### Data provided
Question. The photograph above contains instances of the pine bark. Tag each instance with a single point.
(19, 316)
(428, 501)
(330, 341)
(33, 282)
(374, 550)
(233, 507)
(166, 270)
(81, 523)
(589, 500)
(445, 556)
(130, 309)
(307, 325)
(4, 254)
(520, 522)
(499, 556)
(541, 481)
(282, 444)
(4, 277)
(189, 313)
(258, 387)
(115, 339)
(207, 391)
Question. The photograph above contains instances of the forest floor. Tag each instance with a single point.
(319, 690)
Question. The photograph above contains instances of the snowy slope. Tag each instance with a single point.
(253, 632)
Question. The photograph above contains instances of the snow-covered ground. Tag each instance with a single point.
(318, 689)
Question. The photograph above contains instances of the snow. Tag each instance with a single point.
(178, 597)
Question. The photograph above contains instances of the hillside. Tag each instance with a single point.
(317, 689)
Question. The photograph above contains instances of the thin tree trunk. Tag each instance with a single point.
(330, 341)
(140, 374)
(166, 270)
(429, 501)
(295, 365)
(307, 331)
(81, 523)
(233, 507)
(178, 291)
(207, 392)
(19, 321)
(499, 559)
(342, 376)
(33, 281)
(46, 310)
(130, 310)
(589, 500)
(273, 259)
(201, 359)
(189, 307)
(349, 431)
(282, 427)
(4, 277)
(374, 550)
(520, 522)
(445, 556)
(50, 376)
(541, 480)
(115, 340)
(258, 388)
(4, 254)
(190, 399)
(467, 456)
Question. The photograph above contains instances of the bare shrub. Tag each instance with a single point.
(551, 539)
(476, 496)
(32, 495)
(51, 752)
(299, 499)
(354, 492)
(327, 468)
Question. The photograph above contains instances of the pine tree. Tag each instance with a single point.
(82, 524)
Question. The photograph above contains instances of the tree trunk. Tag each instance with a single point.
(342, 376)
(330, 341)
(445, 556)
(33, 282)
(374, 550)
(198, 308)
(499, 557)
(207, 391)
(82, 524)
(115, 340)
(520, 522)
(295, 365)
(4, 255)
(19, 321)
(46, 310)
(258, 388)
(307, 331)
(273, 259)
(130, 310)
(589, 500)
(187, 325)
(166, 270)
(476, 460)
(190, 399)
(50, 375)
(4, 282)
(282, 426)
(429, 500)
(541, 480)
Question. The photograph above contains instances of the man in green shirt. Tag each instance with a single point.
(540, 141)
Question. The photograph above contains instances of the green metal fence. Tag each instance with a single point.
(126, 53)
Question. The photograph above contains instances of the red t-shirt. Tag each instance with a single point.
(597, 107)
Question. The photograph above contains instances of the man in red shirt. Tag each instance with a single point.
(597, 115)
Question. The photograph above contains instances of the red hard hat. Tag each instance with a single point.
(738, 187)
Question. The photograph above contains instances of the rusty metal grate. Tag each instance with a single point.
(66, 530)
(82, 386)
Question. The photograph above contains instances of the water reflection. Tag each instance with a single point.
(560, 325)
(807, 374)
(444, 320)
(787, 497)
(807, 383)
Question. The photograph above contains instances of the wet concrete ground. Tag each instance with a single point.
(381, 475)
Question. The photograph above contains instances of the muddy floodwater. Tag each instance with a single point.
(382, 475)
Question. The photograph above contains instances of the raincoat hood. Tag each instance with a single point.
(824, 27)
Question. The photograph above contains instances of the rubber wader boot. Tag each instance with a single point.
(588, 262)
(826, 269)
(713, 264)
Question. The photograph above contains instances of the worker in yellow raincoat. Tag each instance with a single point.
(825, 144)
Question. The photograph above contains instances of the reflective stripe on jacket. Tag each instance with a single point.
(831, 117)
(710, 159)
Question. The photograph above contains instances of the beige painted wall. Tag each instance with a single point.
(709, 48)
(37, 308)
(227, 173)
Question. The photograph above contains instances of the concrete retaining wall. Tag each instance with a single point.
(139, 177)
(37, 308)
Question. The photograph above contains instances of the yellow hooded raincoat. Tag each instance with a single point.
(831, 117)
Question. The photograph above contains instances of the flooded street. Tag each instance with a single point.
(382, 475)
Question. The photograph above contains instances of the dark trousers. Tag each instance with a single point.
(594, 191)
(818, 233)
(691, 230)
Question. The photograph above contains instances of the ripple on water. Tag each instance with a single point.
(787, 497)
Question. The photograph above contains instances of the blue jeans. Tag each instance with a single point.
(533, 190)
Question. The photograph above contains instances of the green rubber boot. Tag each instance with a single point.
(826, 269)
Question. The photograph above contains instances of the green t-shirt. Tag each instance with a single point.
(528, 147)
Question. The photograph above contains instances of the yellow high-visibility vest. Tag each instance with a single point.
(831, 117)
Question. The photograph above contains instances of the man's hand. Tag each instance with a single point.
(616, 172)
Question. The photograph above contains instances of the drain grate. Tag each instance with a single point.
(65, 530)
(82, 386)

### Exercise
Copy each line of the data exactly, leaving nothing out.

### Solution to the problem
Question. The photograph above contains instances of the pine bark. Tag each instance with a single point.
(19, 316)
(428, 501)
(330, 341)
(33, 282)
(374, 550)
(233, 507)
(166, 270)
(81, 523)
(589, 500)
(445, 556)
(130, 309)
(307, 325)
(4, 254)
(520, 522)
(499, 556)
(541, 481)
(282, 444)
(4, 277)
(189, 313)
(258, 387)
(115, 339)
(207, 391)
Question. The photograph above contains instances of the forest floor. Tag each instance with a single point.
(319, 690)
Question. The photograph above contains instances of the snowy slope. Tag each instance with a single point.
(253, 632)
Question. The photograph above contains instances of the snow-covered ground. Tag each instance with a single point.
(318, 689)
Question. The photograph above contains instances of the snow. Tag each instance with a single point.
(178, 597)
Question. The photograph above contains instances of the hillside. Tag each instance with a single point.
(317, 689)
Question. The photograph above contains instances of the thin tree trunk. Tag each instance with a single point.
(330, 341)
(140, 374)
(166, 270)
(429, 501)
(295, 365)
(307, 331)
(81, 523)
(233, 507)
(178, 291)
(207, 392)
(19, 321)
(499, 559)
(342, 376)
(33, 281)
(46, 310)
(130, 310)
(589, 500)
(273, 259)
(201, 359)
(189, 307)
(349, 431)
(282, 427)
(4, 277)
(374, 550)
(520, 522)
(445, 556)
(50, 376)
(541, 480)
(115, 340)
(258, 388)
(4, 254)
(190, 399)
(467, 456)
Question. The photograph above contains instances of the bare shrub. Tag each instance with a single point.
(551, 539)
(476, 496)
(32, 495)
(51, 752)
(299, 499)
(354, 492)
(327, 468)
Question. The photograph above contains instances of the pine tree. Tag each instance with a single point.
(82, 524)
Question. The photograph above contains instances of the tree trunk. Tag each instance with a single point.
(342, 376)
(330, 341)
(445, 556)
(33, 282)
(374, 550)
(198, 308)
(499, 557)
(207, 391)
(82, 524)
(115, 340)
(520, 522)
(295, 365)
(4, 255)
(19, 321)
(46, 310)
(258, 388)
(307, 331)
(273, 259)
(130, 310)
(589, 500)
(187, 325)
(166, 270)
(476, 460)
(190, 399)
(50, 375)
(4, 282)
(282, 426)
(429, 500)
(541, 480)
Question. The photograph above contains instances of the man in green shirt. Tag each instance with a single point.
(540, 141)
Question. The photograph above contains instances of the green metal fence. Tag each instance with a single point.
(126, 53)
Question. The photograph above contains instances of the red t-shirt. Tag each instance with a single point.
(597, 107)
Question. The photograph above contains instances of the man in red shirt. Tag each instance with a single point.
(597, 115)
Question. The photograph above contains instances of the red hard hat. Tag each instance with a single point.
(738, 187)
Question. The photograph above contains instances of the rusty metal grate. Tag each instance with a single point.
(66, 530)
(82, 386)
Question. The photograph above contains instances of the water reflection. Tag each instance with a single point.
(560, 325)
(807, 374)
(444, 320)
(787, 497)
(807, 383)
Question. The photograph above contains instances of the wet concrete ground. Tag each instance with a single point.
(381, 475)
Question. The photograph above contains instances of the muddy floodwater. Tag each instance with a single point.
(382, 475)
Question. The photograph above contains instances of the raincoat hood. Tag each instance with a single point.
(824, 27)
Question. The photograph above contains instances of the rubber wader boot. Tag each instance with a single point.
(588, 262)
(826, 269)
(713, 264)
Question. The photograph above contains instances of the worker in yellow raincoat. Tag each instance with a single point.
(825, 144)
Question. The photograph above contains instances of the reflective stripe on jacket. Tag each instance with a single point.
(831, 117)
(710, 159)
Question. The photograph above contains instances of the beige painted wall. Tag each instance with a single point.
(709, 48)
(37, 308)
(227, 173)
Question. The photograph above contains instances of the concrete retaining wall. Tag each instance with a single point.
(139, 177)
(37, 308)
Question. The photograph above contains instances of the yellow hooded raincoat. Tag each instance with a single point.
(831, 117)
Question. The photograph above contains instances of the flooded street. Tag each instance with a single point.
(382, 475)
Question. The photograph above contains instances of the dark trousers. Tag each instance with a single point.
(594, 191)
(818, 233)
(691, 230)
Question. The photograph above contains instances of the ripple on water. Tag each instance with a single point.
(787, 497)
Question. The photograph above contains instances of the blue jeans. Tag each instance with a single point.
(533, 190)
Question. The photograph above contains instances of the green rubber boot. Tag each instance with a single point.
(826, 269)
Question. The photograph above contains instances of the green t-shirt. Tag each instance with a single point.
(528, 147)
Question. The photograph above contains instances of the yellow high-visibility vest. Tag each instance with a single point.
(831, 117)
Question. The photograph above contains instances of the man's hand. Tag each instance with a single point.
(616, 172)
Question. The photograph above contains instances of the drain grate. Tag each instance with a single point.
(65, 530)
(82, 386)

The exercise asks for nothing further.